Problem requirements - There is one span to output from the data below: the lines starting at the line with "48L426 170H203L208 133L188" and ending at the line with "positive clicks: (302, 167)". Output it exactly, ends included, nothing more.

[[ Dataset excerpts open ]]

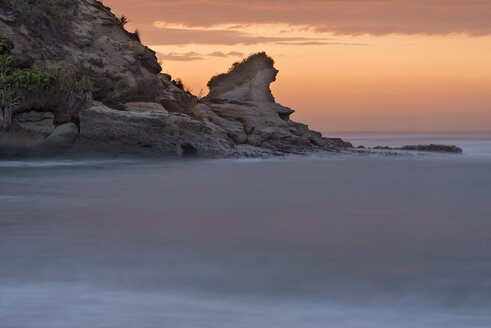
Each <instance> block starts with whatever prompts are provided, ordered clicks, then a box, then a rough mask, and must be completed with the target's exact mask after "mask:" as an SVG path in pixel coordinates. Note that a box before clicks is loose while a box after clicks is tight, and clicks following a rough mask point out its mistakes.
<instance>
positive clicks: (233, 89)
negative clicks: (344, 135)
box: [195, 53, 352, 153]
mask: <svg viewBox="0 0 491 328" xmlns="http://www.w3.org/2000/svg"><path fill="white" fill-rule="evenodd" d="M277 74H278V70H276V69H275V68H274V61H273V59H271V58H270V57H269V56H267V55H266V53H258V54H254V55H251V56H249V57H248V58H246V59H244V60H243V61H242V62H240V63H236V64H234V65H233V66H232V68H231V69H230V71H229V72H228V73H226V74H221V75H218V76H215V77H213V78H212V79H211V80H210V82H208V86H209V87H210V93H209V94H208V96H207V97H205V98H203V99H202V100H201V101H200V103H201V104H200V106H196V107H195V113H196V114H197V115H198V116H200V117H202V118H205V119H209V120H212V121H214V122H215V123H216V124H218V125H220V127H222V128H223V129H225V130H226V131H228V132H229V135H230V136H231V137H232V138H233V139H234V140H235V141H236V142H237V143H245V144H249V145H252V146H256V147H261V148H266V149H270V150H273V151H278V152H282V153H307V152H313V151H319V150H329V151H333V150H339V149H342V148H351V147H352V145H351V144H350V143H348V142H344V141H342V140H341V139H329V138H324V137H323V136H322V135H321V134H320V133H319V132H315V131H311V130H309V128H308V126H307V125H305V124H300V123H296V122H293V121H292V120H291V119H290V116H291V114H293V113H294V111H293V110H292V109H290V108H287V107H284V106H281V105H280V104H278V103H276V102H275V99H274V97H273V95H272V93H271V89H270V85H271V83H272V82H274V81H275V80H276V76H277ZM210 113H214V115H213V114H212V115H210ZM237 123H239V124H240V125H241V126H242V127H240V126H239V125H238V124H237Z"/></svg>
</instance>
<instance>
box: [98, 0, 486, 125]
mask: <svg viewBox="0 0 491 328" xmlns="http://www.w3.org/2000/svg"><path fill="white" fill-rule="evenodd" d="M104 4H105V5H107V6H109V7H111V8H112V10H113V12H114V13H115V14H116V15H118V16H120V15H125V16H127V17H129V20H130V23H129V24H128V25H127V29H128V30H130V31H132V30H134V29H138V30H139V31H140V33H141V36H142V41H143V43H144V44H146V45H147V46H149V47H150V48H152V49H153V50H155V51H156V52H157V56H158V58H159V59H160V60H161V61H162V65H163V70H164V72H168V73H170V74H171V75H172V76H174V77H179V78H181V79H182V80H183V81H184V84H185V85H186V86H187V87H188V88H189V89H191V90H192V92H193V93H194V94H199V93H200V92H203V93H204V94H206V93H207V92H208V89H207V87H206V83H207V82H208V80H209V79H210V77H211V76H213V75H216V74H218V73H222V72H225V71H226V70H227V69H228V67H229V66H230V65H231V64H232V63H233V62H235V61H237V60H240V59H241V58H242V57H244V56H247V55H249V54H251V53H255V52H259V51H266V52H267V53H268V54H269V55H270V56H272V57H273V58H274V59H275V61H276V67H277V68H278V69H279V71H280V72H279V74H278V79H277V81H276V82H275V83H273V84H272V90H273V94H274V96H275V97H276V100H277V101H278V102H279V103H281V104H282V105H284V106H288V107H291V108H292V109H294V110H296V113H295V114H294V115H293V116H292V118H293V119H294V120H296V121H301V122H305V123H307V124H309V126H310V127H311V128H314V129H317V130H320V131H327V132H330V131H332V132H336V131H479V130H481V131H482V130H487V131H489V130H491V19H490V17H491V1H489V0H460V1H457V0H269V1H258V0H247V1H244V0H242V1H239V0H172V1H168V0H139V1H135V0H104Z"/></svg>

[[ Dataset excerpts closed ]]
[[ Dataset excerpts open ]]

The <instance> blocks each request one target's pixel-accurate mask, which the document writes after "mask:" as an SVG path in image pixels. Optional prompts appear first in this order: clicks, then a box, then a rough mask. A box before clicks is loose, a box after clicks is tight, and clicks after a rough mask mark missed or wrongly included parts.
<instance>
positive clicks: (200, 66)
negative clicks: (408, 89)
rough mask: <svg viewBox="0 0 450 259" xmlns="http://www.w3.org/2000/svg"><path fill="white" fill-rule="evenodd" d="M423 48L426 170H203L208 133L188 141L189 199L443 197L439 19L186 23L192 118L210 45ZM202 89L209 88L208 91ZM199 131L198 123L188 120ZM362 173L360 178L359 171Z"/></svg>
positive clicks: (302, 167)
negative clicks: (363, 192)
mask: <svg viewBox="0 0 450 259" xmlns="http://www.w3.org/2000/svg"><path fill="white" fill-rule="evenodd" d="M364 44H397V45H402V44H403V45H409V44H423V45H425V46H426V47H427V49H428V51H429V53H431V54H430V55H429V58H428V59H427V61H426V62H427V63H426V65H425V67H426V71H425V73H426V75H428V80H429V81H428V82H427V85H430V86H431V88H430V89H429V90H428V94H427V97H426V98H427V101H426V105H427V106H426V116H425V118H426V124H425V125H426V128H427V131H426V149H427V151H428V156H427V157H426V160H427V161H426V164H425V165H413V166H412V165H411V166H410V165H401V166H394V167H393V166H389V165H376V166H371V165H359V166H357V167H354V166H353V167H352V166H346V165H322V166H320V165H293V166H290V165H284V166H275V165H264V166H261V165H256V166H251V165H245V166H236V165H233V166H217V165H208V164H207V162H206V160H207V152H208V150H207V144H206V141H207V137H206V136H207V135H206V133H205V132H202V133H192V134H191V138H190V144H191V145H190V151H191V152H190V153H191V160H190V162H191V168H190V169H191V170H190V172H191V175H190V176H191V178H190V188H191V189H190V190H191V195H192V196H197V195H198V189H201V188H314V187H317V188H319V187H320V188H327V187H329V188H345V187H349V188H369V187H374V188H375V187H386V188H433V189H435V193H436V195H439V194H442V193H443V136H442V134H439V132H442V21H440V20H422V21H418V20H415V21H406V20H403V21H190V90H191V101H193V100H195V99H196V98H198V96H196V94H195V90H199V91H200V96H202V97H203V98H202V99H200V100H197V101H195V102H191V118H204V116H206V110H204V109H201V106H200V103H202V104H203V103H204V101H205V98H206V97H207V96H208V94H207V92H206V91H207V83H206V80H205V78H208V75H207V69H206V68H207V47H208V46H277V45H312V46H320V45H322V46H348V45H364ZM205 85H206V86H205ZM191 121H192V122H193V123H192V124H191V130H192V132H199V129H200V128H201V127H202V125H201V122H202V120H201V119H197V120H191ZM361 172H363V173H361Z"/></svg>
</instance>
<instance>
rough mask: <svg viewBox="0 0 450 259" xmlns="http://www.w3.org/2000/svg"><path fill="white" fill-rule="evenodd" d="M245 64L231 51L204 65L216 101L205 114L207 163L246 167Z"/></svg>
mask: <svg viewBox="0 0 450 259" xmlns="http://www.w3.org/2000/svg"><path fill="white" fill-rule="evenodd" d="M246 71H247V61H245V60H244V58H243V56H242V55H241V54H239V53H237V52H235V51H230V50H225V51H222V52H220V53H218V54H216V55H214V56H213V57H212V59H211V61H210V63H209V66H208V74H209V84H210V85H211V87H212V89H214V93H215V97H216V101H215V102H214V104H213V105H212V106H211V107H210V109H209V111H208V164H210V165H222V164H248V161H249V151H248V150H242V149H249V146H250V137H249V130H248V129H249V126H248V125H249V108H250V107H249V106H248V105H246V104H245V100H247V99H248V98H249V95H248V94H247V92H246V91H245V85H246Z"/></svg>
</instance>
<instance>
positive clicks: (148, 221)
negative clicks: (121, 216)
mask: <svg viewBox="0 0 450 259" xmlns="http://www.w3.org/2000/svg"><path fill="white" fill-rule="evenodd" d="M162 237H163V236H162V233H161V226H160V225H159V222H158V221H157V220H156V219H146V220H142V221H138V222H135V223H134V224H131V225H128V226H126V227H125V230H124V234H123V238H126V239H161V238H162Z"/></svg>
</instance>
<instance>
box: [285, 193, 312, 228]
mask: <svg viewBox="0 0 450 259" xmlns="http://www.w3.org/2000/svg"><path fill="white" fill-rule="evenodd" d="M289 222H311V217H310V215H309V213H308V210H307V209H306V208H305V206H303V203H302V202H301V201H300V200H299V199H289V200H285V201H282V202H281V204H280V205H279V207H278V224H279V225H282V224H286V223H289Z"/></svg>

[[ Dataset excerpts closed ]]
[[ Dataset excerpts open ]]

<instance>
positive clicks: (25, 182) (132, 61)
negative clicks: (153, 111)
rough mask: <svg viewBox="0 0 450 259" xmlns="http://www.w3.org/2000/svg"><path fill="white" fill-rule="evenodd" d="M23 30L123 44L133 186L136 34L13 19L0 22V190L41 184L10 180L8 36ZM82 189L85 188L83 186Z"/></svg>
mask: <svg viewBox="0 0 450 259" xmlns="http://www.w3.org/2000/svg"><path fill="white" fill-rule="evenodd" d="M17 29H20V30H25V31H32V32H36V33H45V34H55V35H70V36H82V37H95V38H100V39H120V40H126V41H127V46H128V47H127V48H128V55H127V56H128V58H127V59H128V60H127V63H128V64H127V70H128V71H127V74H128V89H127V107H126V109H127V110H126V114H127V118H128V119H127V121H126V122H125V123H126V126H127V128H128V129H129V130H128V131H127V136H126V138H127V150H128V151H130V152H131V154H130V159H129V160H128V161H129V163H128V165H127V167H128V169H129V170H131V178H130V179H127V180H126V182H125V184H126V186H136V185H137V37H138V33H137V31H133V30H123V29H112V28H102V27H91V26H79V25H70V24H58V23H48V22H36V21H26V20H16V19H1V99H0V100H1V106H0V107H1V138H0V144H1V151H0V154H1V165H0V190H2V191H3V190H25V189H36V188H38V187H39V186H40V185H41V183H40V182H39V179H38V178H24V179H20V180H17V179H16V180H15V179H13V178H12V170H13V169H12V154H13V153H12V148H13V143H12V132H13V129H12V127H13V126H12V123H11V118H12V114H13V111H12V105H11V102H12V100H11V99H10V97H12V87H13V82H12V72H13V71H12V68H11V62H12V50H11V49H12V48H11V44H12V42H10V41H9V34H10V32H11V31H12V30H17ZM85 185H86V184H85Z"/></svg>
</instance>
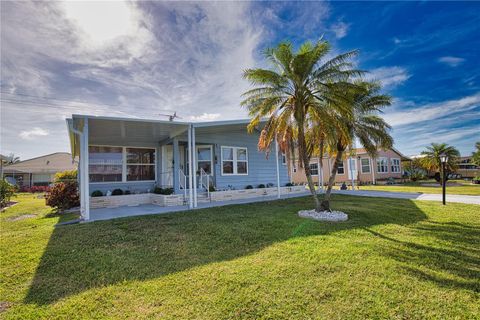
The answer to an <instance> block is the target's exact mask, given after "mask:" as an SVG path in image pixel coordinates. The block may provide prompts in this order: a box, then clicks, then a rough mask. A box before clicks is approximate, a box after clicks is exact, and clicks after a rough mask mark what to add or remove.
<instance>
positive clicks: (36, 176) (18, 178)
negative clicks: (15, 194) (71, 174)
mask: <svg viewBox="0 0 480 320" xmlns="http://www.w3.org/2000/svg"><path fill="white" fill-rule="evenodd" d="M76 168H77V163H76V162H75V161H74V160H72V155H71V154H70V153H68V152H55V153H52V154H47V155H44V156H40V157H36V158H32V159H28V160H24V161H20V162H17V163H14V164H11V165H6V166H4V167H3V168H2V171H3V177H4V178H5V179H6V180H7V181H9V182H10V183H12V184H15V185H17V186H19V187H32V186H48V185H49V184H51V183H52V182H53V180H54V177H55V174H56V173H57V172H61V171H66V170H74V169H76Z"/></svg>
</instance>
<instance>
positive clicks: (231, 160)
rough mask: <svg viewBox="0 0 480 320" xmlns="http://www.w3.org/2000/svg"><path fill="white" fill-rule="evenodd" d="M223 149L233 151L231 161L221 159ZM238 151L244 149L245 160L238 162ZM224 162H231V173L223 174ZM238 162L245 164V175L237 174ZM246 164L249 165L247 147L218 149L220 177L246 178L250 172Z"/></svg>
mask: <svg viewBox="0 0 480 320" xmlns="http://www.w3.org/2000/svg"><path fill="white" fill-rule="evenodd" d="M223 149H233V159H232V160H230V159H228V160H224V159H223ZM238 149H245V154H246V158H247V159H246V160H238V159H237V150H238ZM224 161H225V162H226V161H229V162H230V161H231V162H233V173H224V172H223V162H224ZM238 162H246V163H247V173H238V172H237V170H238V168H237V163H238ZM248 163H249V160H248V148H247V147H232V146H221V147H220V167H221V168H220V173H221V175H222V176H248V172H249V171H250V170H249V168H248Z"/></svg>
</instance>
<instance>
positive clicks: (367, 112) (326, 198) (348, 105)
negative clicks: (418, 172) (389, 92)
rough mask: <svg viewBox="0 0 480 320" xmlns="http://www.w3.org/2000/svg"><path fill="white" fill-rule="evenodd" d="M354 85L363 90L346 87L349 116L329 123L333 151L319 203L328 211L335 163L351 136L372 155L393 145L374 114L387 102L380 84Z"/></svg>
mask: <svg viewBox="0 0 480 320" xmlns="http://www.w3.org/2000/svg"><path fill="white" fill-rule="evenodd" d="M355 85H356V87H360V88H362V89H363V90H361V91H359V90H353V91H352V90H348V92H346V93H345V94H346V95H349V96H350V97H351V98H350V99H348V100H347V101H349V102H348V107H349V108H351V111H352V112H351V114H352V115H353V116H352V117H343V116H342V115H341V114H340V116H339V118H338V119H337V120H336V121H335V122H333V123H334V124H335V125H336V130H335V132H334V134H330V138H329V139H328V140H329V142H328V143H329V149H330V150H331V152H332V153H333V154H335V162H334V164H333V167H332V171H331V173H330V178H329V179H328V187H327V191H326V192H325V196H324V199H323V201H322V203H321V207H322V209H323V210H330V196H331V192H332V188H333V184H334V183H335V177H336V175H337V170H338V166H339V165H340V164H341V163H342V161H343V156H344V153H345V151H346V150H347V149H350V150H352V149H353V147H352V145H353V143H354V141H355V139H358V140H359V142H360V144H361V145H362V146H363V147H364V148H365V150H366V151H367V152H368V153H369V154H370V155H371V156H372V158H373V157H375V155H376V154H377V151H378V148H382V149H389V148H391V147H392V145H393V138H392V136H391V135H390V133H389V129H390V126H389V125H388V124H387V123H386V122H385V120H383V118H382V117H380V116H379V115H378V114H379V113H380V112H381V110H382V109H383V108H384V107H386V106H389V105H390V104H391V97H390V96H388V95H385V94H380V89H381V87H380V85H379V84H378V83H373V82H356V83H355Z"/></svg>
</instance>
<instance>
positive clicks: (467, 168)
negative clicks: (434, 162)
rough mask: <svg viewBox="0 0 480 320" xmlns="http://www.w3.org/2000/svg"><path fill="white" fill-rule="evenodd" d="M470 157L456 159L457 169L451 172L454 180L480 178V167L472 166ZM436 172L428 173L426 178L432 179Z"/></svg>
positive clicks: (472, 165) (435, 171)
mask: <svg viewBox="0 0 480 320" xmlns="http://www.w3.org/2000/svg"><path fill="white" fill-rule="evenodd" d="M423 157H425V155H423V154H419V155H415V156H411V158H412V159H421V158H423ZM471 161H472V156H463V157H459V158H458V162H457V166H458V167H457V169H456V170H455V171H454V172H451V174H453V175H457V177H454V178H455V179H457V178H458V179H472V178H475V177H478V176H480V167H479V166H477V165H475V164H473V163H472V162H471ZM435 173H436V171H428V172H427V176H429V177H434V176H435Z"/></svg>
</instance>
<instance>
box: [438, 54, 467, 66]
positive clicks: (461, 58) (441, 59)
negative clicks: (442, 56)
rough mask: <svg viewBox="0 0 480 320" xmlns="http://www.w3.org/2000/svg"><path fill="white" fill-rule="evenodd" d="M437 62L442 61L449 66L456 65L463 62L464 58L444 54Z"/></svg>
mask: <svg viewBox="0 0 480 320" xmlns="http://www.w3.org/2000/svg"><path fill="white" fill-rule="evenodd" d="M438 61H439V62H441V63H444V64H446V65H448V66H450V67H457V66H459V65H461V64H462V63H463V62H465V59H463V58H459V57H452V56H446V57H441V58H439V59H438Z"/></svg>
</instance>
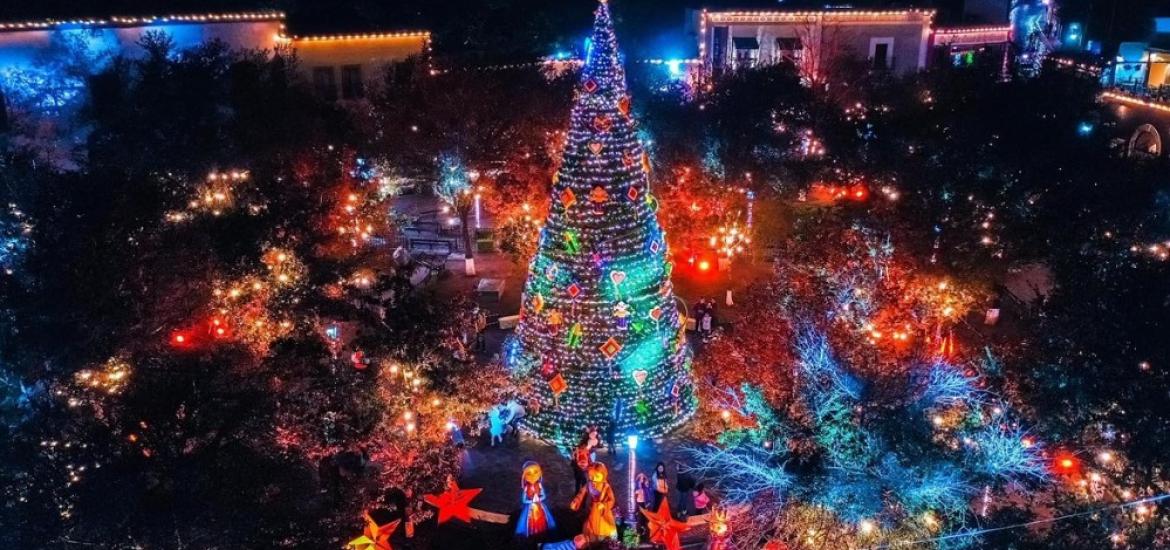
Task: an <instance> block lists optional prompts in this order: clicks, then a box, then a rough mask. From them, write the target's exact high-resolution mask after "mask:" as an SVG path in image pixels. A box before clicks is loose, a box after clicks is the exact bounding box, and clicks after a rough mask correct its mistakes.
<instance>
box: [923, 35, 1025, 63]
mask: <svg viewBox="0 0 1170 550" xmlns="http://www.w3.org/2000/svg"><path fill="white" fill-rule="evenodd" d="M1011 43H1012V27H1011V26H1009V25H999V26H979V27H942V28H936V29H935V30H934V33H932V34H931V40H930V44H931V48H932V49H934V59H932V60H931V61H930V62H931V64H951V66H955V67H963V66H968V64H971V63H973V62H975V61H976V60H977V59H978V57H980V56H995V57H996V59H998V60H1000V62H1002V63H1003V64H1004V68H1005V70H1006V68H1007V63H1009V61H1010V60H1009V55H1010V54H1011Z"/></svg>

[[ Dataset excerpts closed ]]

Written response -
rough mask: <svg viewBox="0 0 450 259" xmlns="http://www.w3.org/2000/svg"><path fill="white" fill-rule="evenodd" d="M423 48L426 170H203L208 133L188 141L189 199L443 197L439 19L186 23L192 118L210 45ZM202 89L209 88L208 91ZM199 131L198 123L188 120ZM362 173L360 178L359 171Z"/></svg>
positive clicks: (302, 167)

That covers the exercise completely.